> [Extract to read]
----------------

Clojure: structured concurrency and scoped values


In this post we'll explore some useful tools for making working with virtual threads easier. Structured concurrency helps eliminate common problems like thread leaks and cancellation delays. Scoped values let you extend parent thread based context to child threads so you can treat a group of threads as a single unit of work with the same shared context.

Enable preview

Structured concurrency and scoped values are available in java 21 as preview features, so we'll need to enable preview:

{:paths ["src"]
 :deps {org.clojure/clojure {:mvn/version "1.12.0-alpha11"}}
 :aliases
{:dev {:jvm-opts ["--enable-preview"]}}}

Example code

We'll be implementing our own version of pmap as it has a clear thread hierarchy which is exactly the sort of place both structured concurrency and scoped values are useful:

(ns server.core
  (:refer-clojure :exclude [pmap])
  (:import
   (java.util.concurrent
     ExecutorService
     Executors
     Callable)))

(defonce executor
  (Executors/newVirtualThreadPerTaskExecutor))

(defn pmap [f coll]
  (->> (mapv (fn [x] (ExecutorService/.submit executor
                       ;; More than one matching method found: submit
                       ;; So we need to type hint Callable
                       ^Callable (fn [] (f x))))
         coll)
    (mapv deref)))

Let's run this code and make one of the tasks cause an exception:

(pmap (fn [x]
        (let [result (inc x)]
          (Thread/sleep 50) ;; simulate some io
          (print (str "complete " result "\n"))
          result))
  [1 2 "3" 4 5 6])

=> Error printing return value (ClassCastException)
at clojure.lang.Numbers/inc (Numbers.java:139).
class java.lang.String cannot be cast to class
java.lang.Number (java.lang.String and java.lang.Number
are in module java.base of loader 'bootstrap')

complete 7
complete 2
complete 5
complete 4
complete 6

Despite one of the tasks causing an exception all the other tasks keep running and complete. This might not be the behaviour we want, particularly if we require all tasks to succeed.

This is where structured concurrency comes in.

Simplify concurrent programming by introducing an API for structured concurrency. Structured concurrency treats groups of related tasks running in different threads as a single unit of work, thereby streamlining error handling and cancellation, improving reliability, and enhancing observability.

  • JEP 462

Structured Task Scope

First let's import the classes we will need from StructuredTaskScope:

(ns server.core
  (:refer-clojure :exclude [pmap])
  (:import
   (java.util.concurrent
+    StructuredTaskScope
+    StructuredTaskScope$Subtask
+    StructuredTaskScope$ShutdownOnFailure
+    StructuredTaskScope$ShutdownOnSuccess
     ExecutorService
     Executors
     Callable)))

When dealing with concurrent subtasks it is common to use short-circuiting patterns to avoid doing unnecessary work. Currently, StructuredTaskScope provides two shutdown policies ShutdownOnFailure and ShutdownOnSuccess. These policies shut down the scope when the first subtask fails or succeeds, respectively.

We're going to explore the ShutdownOnFailure shutdown policy first.

Let's redefine our pmap function:

(defn pmap [f coll]
  (with-open [scope (StructuredTaskScope$ShutdownOnFailure/new)]
    (let [r (mapv (fn [x]
                    (StructuredTaskScope/.fork scope
                      (fn [] (f x))))

----------------

Stored data entries
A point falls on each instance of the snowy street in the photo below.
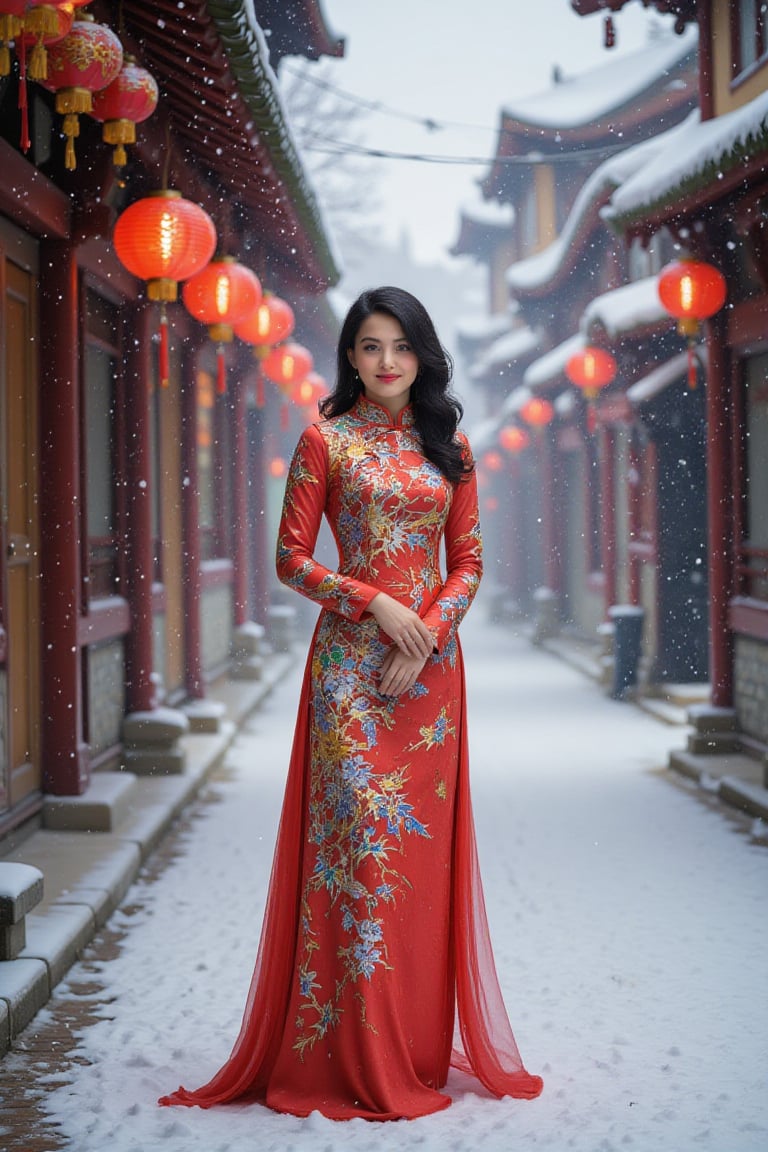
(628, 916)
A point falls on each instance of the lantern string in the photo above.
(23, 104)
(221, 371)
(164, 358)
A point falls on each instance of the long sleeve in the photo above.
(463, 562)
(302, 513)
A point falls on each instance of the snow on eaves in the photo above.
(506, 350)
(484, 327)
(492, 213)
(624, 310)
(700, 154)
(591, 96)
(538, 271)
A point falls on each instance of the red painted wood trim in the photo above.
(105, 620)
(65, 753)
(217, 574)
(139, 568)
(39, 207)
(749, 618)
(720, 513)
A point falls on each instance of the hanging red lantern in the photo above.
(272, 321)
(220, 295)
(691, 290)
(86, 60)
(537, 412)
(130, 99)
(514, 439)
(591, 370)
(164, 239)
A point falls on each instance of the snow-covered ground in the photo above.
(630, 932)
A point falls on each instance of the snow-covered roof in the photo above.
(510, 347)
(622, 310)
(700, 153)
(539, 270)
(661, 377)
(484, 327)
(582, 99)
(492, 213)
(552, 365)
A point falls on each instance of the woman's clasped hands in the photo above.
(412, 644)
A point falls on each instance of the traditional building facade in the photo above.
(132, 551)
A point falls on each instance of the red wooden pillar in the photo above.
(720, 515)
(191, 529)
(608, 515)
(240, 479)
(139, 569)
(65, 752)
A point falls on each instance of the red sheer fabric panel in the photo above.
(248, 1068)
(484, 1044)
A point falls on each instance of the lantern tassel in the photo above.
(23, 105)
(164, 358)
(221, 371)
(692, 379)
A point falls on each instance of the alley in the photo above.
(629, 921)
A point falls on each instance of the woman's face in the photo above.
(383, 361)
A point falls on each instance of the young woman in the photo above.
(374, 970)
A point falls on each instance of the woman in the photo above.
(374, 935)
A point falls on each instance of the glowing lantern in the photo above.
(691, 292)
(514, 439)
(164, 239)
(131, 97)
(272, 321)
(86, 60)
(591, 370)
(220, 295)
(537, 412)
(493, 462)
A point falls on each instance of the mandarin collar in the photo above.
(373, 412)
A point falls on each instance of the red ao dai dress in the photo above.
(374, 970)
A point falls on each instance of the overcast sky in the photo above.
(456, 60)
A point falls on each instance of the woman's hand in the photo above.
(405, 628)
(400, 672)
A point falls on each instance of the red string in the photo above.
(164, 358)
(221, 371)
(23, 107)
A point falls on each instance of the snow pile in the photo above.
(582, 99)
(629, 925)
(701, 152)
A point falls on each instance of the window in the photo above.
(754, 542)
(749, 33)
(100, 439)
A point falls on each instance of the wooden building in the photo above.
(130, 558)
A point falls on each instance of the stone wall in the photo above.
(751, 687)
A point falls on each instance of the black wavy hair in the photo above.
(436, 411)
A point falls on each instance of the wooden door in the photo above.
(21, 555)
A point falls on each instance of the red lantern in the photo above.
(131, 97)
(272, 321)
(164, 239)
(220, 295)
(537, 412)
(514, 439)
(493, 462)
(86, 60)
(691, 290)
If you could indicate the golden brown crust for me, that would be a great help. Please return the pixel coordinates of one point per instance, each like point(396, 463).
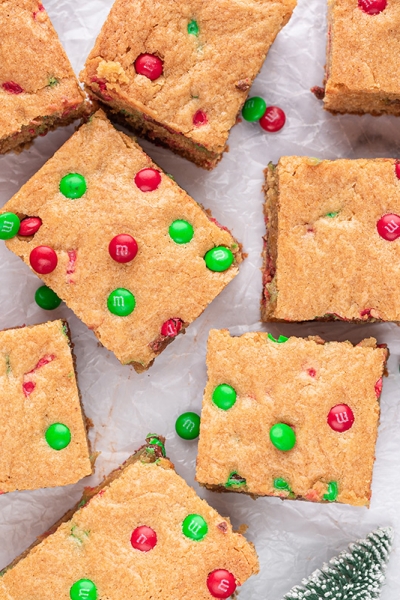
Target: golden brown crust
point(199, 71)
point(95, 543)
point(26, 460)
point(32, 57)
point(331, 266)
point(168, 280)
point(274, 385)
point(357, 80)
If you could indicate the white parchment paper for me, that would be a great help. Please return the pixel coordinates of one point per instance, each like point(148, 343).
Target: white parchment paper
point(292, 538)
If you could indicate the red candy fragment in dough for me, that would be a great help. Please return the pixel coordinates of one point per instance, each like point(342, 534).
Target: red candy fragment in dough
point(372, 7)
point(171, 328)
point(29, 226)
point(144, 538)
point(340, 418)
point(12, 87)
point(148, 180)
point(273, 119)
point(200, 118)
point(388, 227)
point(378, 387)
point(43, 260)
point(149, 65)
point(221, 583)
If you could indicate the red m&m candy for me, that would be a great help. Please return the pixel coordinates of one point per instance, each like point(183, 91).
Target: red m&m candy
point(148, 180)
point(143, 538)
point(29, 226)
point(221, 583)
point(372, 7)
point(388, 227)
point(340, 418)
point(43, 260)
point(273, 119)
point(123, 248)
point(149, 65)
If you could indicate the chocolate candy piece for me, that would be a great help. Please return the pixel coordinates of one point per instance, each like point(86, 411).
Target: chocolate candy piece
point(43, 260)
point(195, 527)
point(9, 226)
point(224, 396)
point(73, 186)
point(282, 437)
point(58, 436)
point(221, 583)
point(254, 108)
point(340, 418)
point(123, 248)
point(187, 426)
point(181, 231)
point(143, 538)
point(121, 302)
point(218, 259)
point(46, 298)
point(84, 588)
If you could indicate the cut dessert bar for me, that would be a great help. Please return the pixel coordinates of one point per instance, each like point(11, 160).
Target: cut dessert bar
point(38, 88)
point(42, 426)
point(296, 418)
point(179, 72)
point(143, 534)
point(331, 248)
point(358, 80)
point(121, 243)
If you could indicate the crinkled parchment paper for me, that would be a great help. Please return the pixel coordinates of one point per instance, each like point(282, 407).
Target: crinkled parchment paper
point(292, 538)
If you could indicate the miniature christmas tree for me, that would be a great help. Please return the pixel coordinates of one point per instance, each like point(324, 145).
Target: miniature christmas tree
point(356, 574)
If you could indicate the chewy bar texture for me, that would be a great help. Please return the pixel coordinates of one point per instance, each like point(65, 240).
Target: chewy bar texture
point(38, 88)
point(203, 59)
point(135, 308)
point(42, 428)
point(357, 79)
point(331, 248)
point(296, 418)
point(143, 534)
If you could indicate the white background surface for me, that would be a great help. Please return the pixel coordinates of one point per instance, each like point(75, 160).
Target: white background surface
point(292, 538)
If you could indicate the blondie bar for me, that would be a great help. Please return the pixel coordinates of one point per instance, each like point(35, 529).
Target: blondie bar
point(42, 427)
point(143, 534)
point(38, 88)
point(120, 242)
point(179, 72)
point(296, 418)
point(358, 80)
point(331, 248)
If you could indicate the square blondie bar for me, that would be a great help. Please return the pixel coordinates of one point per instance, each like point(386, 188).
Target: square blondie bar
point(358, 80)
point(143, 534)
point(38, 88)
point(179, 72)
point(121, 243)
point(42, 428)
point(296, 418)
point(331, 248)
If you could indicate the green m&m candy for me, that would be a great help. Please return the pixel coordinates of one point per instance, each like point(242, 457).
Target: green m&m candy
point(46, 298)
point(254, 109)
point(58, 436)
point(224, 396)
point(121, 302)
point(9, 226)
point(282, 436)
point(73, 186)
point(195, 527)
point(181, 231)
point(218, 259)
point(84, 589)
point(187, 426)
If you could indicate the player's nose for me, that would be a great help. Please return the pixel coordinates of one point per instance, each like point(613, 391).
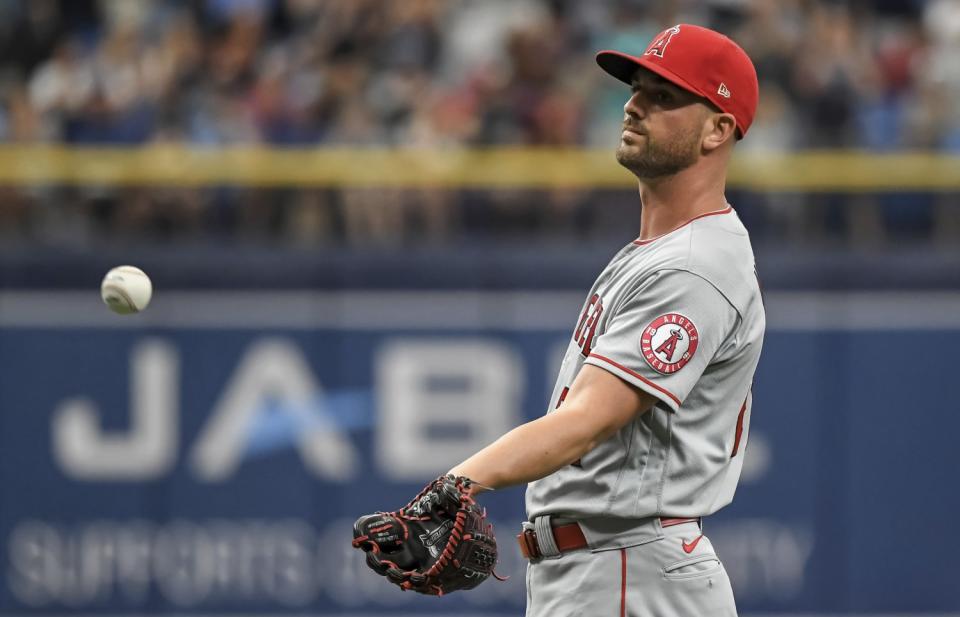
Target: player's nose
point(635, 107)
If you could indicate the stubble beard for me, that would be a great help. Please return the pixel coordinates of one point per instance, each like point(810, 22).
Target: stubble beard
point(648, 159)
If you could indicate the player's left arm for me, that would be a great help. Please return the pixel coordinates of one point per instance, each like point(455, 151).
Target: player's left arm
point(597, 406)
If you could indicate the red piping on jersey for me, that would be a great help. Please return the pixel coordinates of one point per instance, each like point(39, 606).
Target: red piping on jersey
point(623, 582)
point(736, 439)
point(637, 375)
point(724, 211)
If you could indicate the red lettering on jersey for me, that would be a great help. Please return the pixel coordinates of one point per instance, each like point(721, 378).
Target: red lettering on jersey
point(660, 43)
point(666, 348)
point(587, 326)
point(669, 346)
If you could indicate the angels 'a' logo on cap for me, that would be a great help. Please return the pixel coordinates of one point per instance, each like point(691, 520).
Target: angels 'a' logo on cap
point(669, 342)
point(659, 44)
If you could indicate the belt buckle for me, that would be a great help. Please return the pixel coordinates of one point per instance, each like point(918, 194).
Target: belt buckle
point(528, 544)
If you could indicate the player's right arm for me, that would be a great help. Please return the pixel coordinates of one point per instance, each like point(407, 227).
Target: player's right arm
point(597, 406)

----------------

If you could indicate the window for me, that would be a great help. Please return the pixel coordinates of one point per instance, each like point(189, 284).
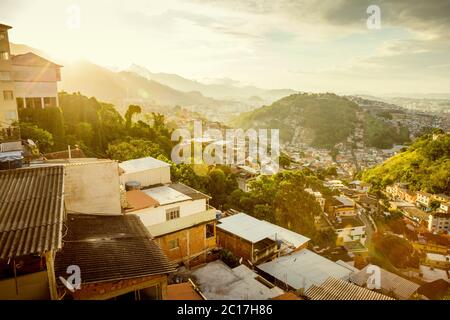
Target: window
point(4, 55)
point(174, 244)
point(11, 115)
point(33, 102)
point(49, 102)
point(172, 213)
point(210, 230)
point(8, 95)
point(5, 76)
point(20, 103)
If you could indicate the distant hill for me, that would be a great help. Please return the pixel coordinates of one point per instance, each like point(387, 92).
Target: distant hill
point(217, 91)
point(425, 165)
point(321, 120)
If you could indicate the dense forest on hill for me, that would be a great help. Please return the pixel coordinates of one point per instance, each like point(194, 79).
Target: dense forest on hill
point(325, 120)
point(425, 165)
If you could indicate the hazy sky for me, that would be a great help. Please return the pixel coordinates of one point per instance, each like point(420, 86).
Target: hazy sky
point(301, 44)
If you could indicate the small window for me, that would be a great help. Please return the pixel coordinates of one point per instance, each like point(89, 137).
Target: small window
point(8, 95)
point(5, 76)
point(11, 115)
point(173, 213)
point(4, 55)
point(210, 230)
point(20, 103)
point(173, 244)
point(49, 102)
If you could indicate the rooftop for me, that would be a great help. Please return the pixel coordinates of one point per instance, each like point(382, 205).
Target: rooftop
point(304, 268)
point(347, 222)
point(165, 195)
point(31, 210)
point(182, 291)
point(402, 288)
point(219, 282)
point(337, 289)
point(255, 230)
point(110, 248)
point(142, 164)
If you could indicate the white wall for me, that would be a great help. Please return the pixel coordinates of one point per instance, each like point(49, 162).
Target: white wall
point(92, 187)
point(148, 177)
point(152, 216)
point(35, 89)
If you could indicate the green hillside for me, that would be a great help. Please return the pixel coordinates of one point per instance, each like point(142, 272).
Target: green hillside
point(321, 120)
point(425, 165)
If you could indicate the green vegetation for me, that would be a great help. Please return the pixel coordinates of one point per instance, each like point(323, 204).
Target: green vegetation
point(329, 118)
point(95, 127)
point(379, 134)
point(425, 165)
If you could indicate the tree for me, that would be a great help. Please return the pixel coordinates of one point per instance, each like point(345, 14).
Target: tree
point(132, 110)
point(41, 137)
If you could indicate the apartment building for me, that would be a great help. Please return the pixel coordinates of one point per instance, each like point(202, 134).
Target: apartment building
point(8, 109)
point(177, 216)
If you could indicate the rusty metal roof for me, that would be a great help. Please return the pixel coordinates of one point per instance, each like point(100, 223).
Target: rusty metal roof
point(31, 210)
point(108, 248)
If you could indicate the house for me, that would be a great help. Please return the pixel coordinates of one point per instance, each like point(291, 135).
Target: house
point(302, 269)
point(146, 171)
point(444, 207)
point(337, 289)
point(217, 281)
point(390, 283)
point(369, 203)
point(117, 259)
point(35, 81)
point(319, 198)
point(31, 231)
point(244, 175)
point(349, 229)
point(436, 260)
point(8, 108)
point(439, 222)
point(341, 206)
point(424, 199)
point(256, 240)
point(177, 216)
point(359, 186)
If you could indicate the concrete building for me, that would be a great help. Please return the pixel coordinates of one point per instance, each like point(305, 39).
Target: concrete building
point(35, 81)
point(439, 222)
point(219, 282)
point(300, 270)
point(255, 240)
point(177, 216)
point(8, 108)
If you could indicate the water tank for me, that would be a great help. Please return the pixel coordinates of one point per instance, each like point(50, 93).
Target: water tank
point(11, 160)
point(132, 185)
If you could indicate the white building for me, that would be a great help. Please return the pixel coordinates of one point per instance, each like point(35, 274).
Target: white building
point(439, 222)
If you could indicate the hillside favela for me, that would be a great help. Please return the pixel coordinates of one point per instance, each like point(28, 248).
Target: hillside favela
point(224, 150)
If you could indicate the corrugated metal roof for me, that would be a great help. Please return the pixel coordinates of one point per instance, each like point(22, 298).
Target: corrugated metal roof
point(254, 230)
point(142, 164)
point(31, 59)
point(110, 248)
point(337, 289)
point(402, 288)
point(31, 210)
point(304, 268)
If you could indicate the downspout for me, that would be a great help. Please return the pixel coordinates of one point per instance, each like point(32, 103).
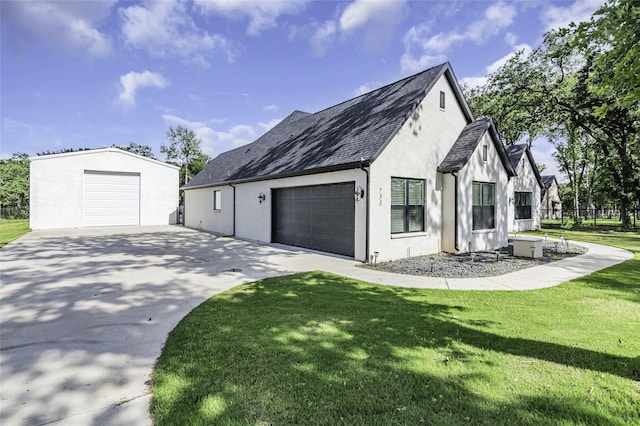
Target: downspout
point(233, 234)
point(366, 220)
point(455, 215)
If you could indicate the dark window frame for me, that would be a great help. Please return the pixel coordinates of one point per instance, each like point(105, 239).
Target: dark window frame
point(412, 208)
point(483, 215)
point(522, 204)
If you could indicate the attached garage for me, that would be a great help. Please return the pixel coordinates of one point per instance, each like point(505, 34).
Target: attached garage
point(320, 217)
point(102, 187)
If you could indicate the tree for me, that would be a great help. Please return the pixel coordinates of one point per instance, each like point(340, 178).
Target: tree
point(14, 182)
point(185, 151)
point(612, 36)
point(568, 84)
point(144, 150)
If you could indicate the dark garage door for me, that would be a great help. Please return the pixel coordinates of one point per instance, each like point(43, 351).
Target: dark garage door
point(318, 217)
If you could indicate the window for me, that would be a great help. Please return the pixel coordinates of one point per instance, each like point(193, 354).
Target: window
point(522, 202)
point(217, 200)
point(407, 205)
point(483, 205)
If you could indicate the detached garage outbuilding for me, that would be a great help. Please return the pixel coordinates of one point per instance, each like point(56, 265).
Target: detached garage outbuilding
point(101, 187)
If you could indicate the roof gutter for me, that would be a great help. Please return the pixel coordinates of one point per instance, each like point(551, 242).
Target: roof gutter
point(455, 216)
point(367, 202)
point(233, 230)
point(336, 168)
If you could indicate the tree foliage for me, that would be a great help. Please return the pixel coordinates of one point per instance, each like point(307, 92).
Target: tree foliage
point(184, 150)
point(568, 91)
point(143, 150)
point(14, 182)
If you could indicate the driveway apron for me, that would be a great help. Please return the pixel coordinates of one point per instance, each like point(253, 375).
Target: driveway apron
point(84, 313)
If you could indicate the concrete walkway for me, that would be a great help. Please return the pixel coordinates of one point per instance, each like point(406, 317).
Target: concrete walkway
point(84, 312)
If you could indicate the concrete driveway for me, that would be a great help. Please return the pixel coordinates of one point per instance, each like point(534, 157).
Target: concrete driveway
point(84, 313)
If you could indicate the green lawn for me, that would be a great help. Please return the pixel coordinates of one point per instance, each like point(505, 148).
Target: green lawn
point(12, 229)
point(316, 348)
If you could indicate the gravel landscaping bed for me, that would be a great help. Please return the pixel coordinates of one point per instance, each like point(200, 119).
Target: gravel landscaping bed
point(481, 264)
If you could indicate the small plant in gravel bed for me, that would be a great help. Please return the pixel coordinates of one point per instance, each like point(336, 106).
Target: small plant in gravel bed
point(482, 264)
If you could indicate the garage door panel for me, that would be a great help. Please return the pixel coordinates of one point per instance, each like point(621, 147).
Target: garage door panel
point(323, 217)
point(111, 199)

----------------

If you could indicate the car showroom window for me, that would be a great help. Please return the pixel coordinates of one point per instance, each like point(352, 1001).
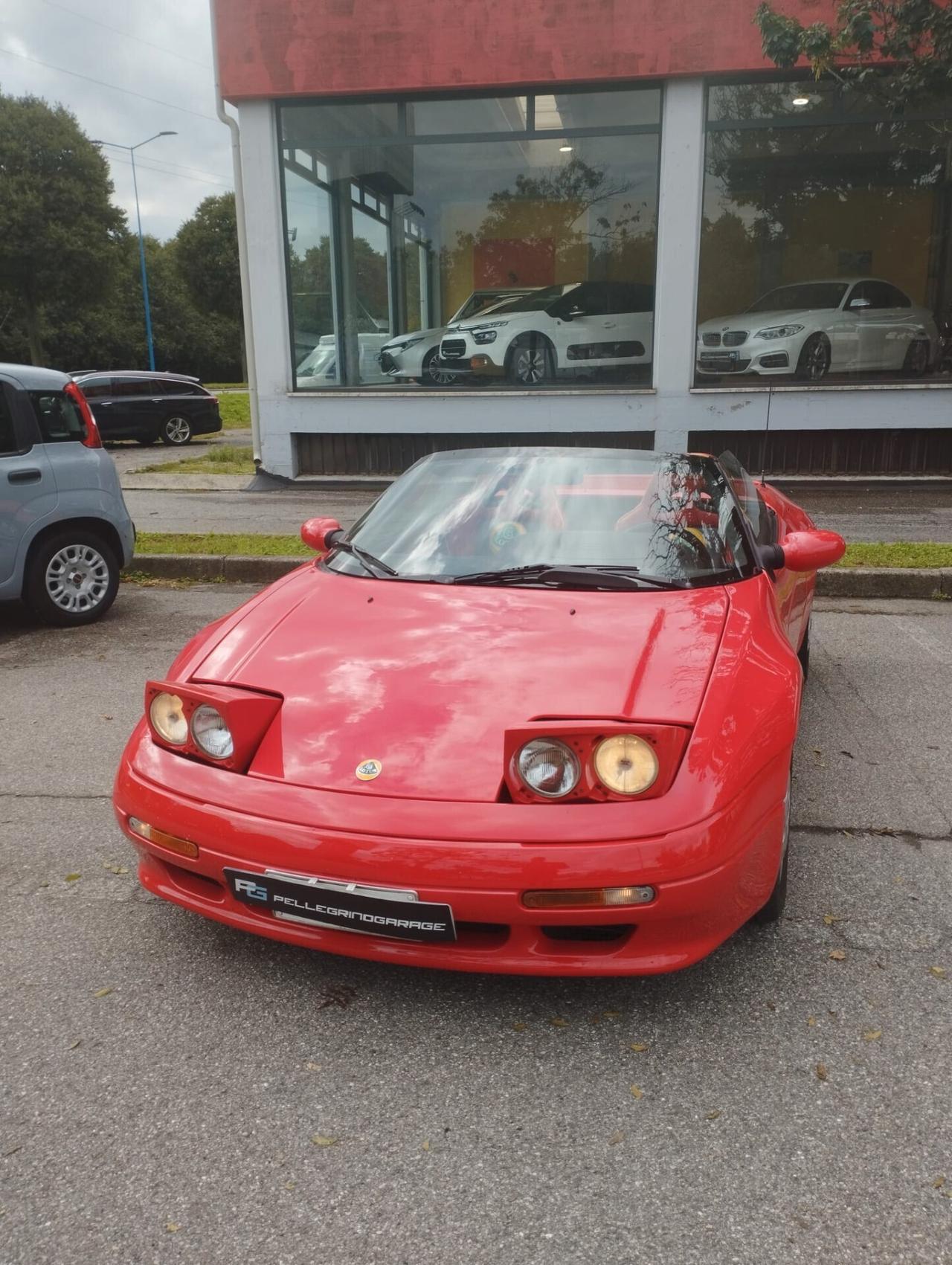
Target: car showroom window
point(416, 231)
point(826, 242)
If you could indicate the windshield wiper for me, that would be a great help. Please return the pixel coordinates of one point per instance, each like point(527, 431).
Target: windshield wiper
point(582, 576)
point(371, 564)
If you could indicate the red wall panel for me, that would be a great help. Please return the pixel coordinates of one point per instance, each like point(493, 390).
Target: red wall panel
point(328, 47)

----------------

> [Tasks]
A: Do the following statements agree with the post on structured concurrency and scoped values in Clojure? For each, answer yes or no and quote the words of the post that decide it.
(i) Structured concurrency and scoped values are available in Java 21 as preview features.
(ii) In the first version of pmap, when one task throws an exception, the remaining tasks stop running.
(iii) StructuredTaskScope currently provides three shutdown policies.
B: Can you write the next part of the Clojure post on structured concurrency and scoped values, picking up right after its last line?

> [Answers by task]
A:
(i) Yes: "Structured concurrency and scoped values are available in java 21 as preview features"
(ii) No: "Despite one of the tasks causing an exception all the other tasks keep running and complete."
(iii) No: "Currently, StructuredTaskScope provides two shutdown policies ShutdownOnFailure and ShutdownOnSuccess."

B:
              coll)]
      ;; join subtasks and propagate errors
      (.. scope join throwIfFailed)
      ;; fork returns a Subtask/Supplier not a future
      (mapv StructuredTaskScope$Subtask/.get r))))

Then run this new version with one task causing an exception:

(pmap (fn [x]
        (let [result (inc x)]
          (Thread/sleep 50)
          (print (str "complete " result "\n"))
          result))
  [1 2 "3" 4 5 6])
  
=> Error printing return value (ClassCastException)
at clojure.lang.Numbers/inc (Numbers.java:139).
class java.lang.String cannot be cast to class
java.lang.Number (java.lang.String and java.lang.Number
are in module java.base of loader 'bootstrap')

As you can see the other threads are shutdown before they run/complete. Note: this depends on execution order and task completion time. Some threads might complete before the exception occurs.

Next lets look at the ShutdownOnSuccess shutdown policy. This policy works well in a situation where you only care about one of the results. For example reaching out to three data providers that provide the same data (for redundancy).

We are going to implement a function called alts that will take the first completed task from a sequence of tasks being executed in parallel. Only failing if all tasks fail.

(defn alts [f coll]
  (with-open [scope (StructuredTaskScope$ShutdownOnSuccess/new)]
    (run! (fn [x]
            (StructuredTaskScope/.fork scope (fn [] (f x))))
      coll)
    ;; Throws if none of the subtasks completed successfully
    (.. scope join result)))

Let's run alts and make one of the tasks cause an exception:

(alts (fn [x]
        (let [result (inc x)]
          (Thread/sleep 100)
          (print (str "complete " result "\n"))
          result))
  [1 2 "3" 4 5 6])
  
=> 
complete 2
complete 4

2

We can see two of the tasks manage to complete, the rest are shutdown and only one result is returned.

Structured concurrency is a really nice addition to Java. It's great for automatically handling thread cancellation which can help keep latency down and avoid thread leaks in the case of error.

That being said it's not a natural fit for all use cases. Sometimes you do want unstructured concurrency, like in my previous post on Clojure: managing throughput with virtual threads where upmap produces tasks in one thread and consumes their results in another.

Something I haven't covered but plan on covering in a future post is that StructuredTaskScope can be extended to implement your own shutdown policies.

Dynamic var binding conveyance

Before we get on to scoped values lets explore Clojure's existing mechanism for thread bound state: dynamic vars. Dynamic vars implement a nice feature called binding conveyance which means thread context gets passed to futures and agents spawned by the parent thread. However, because StructuredTaskScope returns StructuredTaskScope$Subtask/Supplier and not a future we don't get binding conveyance automatically:

(def ^:dynamic *inc-amount* nil)

(binding [*inc-amount* 3]
  (pmap (fn [x]
          (let [result (+ x *inc-amount*)]
            (Thread/sleep 50)
            (print (str "complete " result "\n"))
            result))
    [1 2 3 4 5 6]))
    
=> Execution error (NullPointerException) 
at server.core/eval3782$fn (REPL:6).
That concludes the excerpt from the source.